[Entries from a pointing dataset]
* * *

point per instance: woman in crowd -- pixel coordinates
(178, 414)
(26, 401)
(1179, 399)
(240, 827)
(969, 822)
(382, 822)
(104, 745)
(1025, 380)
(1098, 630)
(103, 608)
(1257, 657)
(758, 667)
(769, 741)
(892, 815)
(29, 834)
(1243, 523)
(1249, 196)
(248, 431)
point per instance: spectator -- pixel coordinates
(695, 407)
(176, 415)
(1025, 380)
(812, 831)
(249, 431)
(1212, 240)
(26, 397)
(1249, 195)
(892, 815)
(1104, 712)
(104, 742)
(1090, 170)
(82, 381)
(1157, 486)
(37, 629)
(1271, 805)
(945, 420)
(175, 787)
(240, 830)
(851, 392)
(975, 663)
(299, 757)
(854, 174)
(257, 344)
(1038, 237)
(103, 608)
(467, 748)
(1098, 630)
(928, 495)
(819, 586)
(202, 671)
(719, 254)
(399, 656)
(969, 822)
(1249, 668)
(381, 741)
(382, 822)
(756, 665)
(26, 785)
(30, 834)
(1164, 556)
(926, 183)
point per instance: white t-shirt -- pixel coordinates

* * *

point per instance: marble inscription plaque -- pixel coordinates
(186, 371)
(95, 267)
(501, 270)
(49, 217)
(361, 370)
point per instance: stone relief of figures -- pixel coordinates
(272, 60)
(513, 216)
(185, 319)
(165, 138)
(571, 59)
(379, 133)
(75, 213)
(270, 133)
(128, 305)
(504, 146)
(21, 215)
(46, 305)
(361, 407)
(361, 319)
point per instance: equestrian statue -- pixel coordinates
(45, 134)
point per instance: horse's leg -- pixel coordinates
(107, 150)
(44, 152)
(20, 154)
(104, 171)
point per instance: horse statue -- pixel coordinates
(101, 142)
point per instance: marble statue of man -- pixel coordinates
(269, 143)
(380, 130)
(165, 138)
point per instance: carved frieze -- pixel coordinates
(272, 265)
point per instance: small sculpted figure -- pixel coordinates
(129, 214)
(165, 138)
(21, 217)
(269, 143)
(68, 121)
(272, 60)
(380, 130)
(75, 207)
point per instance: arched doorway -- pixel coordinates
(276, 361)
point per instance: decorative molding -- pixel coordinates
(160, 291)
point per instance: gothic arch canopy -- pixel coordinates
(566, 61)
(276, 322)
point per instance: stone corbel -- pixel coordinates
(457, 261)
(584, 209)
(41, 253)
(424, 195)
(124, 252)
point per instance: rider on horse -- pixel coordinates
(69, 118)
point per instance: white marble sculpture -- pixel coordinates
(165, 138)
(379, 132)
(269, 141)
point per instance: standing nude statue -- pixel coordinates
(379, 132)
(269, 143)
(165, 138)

* * *

▸ Set task
Take the lines of the records above from the line containing "point per instance: woman" through the line containing "point per instance: white t-shirt", both included, and lay them out as a numbered list with blank lines dropped.

▸ Result of this task
1. point per instance: woman in crowd -- pixel coordinates
2. (178, 414)
3. (26, 401)
4. (1179, 399)
5. (240, 827)
6. (969, 822)
7. (382, 822)
8. (104, 745)
9. (1025, 380)
10. (1098, 630)
11. (103, 608)
12. (1257, 657)
13. (758, 667)
14. (769, 741)
15. (892, 815)
16. (29, 834)
17. (1243, 523)
18. (1249, 196)
19. (248, 431)
20. point per instance: spectator -- pixel coordinates
21. (695, 407)
22. (176, 415)
23. (1025, 380)
24. (812, 831)
25. (249, 431)
26. (1212, 240)
27. (26, 397)
28. (1249, 195)
29. (892, 815)
30. (1104, 712)
31. (104, 742)
32. (1090, 170)
33. (82, 381)
34. (1157, 486)
35. (37, 629)
36. (1271, 805)
37. (945, 420)
38. (175, 787)
39. (240, 830)
40. (851, 392)
41. (975, 663)
42. (299, 757)
43. (854, 174)
44. (257, 344)
45. (1038, 237)
46. (103, 608)
47. (467, 748)
48. (1098, 630)
49. (928, 495)
50. (819, 586)
51. (202, 671)
52. (719, 254)
53. (399, 656)
54. (969, 822)
55. (1249, 668)
56. (381, 741)
57. (382, 822)
58. (756, 665)
59. (26, 785)
60. (30, 834)
61. (1164, 556)
62. (926, 183)
63. point per instance: white t-shirt -- pixel coordinates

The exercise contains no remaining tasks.